▸ PROBLEM TO WORK ON:
Copy the lines from the one containing "of the small" through the end of the records, both ends included, switching "drop one dot" to "place one mark" and changing nothing else. Leave the pictures out of your answer.

======== TASK DATA

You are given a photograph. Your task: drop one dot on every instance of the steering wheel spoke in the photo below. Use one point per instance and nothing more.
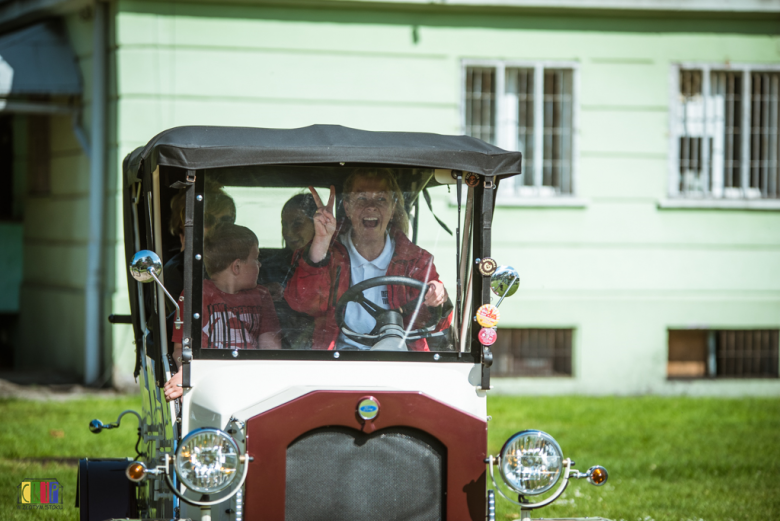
(372, 308)
(355, 294)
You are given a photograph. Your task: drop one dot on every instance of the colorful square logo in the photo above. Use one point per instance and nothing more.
(39, 494)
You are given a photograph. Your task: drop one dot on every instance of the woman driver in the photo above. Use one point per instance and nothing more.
(371, 244)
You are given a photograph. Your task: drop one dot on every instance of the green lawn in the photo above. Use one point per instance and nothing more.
(678, 459)
(32, 431)
(675, 459)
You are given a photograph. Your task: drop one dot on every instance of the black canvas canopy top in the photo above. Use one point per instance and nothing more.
(200, 147)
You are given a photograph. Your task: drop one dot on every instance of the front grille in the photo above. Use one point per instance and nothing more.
(338, 473)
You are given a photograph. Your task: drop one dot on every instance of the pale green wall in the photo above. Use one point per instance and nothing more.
(55, 242)
(619, 270)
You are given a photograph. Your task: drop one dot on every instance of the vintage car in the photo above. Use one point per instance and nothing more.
(346, 377)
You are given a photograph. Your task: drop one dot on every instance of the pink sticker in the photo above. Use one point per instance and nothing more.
(487, 336)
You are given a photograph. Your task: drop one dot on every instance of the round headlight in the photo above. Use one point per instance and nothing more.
(207, 460)
(531, 462)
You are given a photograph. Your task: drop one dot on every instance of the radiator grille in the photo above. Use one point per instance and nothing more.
(337, 473)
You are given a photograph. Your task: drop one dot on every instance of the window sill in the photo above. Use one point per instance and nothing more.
(543, 202)
(720, 204)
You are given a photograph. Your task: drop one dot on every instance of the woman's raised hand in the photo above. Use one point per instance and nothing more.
(324, 225)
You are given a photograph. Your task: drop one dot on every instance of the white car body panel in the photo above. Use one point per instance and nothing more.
(222, 389)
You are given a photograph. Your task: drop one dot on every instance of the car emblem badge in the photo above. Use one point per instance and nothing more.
(487, 336)
(487, 266)
(368, 408)
(488, 315)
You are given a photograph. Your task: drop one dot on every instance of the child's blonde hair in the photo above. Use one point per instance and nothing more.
(400, 218)
(226, 243)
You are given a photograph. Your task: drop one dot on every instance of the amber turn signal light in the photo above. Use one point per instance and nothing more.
(597, 475)
(136, 471)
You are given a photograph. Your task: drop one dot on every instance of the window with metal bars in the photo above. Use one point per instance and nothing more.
(725, 133)
(529, 108)
(532, 352)
(723, 353)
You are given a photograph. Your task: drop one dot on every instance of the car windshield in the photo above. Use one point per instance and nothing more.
(324, 258)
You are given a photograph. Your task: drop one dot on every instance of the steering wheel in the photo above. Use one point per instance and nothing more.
(389, 333)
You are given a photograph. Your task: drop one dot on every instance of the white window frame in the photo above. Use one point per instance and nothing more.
(505, 130)
(715, 199)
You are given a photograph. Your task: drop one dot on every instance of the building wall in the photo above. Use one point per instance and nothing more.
(619, 270)
(56, 235)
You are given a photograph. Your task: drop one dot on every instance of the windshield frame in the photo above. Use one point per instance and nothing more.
(193, 293)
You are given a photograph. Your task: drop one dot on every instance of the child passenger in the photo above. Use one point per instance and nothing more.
(236, 312)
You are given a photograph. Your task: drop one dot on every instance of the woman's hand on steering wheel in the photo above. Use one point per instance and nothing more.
(436, 294)
(324, 225)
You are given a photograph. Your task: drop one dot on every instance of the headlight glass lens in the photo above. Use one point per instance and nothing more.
(531, 462)
(207, 460)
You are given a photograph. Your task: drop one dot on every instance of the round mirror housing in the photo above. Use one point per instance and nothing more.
(505, 281)
(96, 426)
(597, 475)
(142, 263)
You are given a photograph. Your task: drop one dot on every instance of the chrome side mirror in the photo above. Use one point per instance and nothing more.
(96, 426)
(146, 266)
(504, 282)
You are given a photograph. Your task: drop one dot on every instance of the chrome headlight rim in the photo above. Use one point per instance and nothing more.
(503, 460)
(179, 459)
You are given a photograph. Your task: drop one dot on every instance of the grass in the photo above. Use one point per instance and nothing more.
(676, 459)
(45, 440)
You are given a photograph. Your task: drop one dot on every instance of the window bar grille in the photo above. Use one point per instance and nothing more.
(764, 134)
(755, 133)
(567, 131)
(548, 122)
(520, 87)
(487, 108)
(726, 158)
(480, 103)
(707, 106)
(538, 124)
(745, 135)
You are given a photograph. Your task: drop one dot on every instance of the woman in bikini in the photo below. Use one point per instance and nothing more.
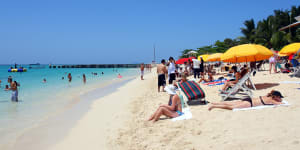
(210, 78)
(170, 111)
(272, 98)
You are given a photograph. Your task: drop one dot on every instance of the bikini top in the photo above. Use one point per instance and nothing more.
(263, 101)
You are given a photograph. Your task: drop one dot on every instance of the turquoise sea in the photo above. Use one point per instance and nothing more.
(38, 100)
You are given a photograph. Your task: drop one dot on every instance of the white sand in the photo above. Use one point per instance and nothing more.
(118, 121)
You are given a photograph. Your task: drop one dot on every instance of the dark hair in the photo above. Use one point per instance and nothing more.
(234, 68)
(275, 93)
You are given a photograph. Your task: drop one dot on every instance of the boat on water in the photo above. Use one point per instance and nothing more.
(36, 66)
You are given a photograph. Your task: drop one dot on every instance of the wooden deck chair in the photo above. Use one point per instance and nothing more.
(193, 93)
(241, 85)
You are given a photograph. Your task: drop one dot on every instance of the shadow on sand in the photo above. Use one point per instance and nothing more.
(261, 86)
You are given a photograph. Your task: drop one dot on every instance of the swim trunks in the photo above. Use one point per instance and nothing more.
(161, 80)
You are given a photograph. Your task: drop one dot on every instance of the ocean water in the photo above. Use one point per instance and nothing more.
(38, 100)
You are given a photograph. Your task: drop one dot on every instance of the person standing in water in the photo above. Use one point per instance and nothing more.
(161, 72)
(14, 94)
(142, 71)
(84, 78)
(171, 70)
(70, 77)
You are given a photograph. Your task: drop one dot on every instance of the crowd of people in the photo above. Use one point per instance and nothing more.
(172, 72)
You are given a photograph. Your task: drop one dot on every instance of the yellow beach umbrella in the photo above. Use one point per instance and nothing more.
(214, 57)
(204, 57)
(246, 53)
(290, 49)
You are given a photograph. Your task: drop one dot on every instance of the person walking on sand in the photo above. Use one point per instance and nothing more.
(272, 62)
(161, 71)
(171, 70)
(142, 71)
(84, 78)
(70, 77)
(14, 94)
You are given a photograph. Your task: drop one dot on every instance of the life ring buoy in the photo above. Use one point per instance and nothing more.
(17, 70)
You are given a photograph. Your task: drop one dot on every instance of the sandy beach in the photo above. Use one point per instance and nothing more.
(118, 121)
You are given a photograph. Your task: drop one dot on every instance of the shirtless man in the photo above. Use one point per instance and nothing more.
(161, 71)
(14, 88)
(142, 71)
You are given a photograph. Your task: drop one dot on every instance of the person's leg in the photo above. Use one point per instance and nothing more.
(166, 112)
(229, 107)
(227, 102)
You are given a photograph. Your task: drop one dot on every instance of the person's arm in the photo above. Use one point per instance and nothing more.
(237, 78)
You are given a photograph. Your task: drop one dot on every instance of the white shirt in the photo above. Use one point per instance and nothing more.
(171, 68)
(196, 63)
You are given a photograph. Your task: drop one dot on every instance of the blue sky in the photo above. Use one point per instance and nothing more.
(120, 31)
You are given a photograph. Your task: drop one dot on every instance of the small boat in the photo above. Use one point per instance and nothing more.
(36, 66)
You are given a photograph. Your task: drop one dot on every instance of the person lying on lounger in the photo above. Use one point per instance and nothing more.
(170, 111)
(237, 77)
(210, 78)
(272, 98)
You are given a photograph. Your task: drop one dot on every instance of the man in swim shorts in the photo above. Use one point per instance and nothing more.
(161, 71)
(14, 88)
(142, 71)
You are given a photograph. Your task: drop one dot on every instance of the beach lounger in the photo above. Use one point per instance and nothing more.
(296, 68)
(241, 85)
(193, 93)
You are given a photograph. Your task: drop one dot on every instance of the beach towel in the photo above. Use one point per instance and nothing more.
(186, 115)
(285, 103)
(192, 90)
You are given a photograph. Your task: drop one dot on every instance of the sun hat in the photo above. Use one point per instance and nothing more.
(170, 89)
(277, 93)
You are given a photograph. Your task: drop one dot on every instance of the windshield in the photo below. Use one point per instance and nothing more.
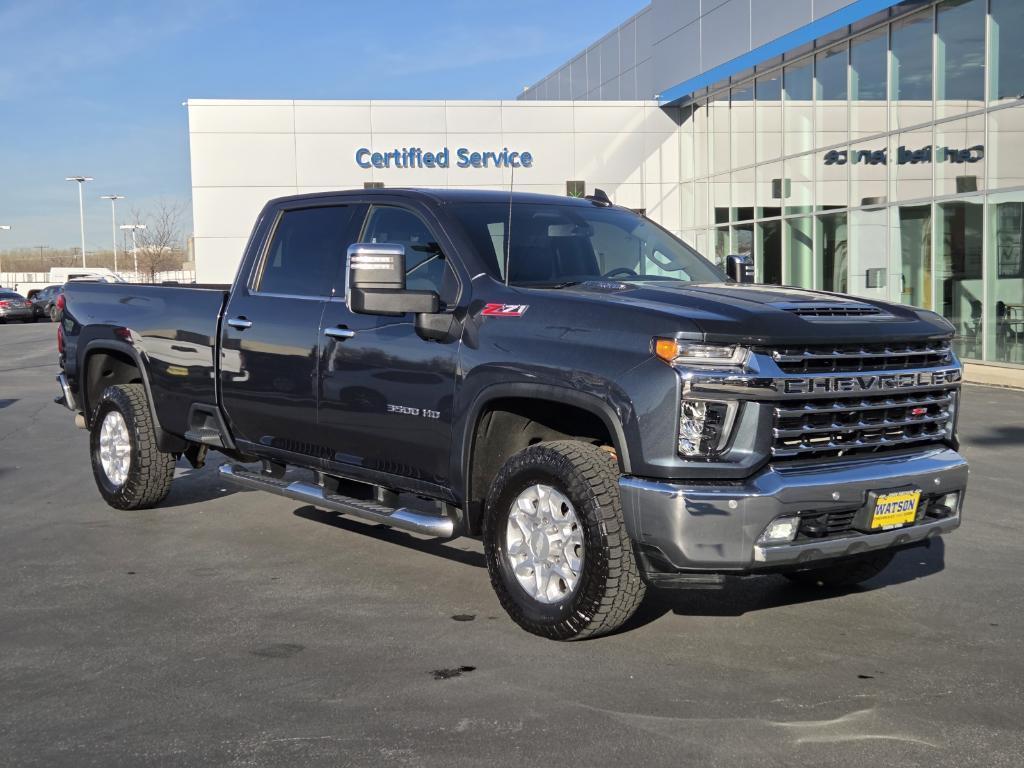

================

▸ OUTPUT:
You are given a photograph. Your task: place one mark on every instance of the small boat in the photo above. Use one point per instance and nothing more.
(36, 66)
You are given a photograph. Your task: place one mark on every instance of the person lying on lounger in the photo above. Use one point per instance and nothing more.
(170, 111)
(237, 77)
(210, 78)
(272, 98)
You are given a photograph. Your task: place one mark on every instance of the man in swim shorts in the photo above. Use one point per instance and nothing more.
(161, 71)
(14, 88)
(142, 71)
You are given a photograph. Your task: place one mark on every instance of the beach lounger in the photo above. Use one point per instance and nothing more.
(296, 68)
(241, 85)
(193, 93)
You are given a photograph. Your task: place one mark on every instance of the beach towel in the photo above. Use one point per instance and nothing more.
(186, 115)
(285, 103)
(192, 90)
You are given a photograph. Your task: place one mark on every instance of the sun hat in the photo above. Use one point per instance and nothing more.
(170, 89)
(277, 93)
You are given a photograph. Your task: place one mark on every instance of the windshield in the photo below. Use one point per instance and nothing more.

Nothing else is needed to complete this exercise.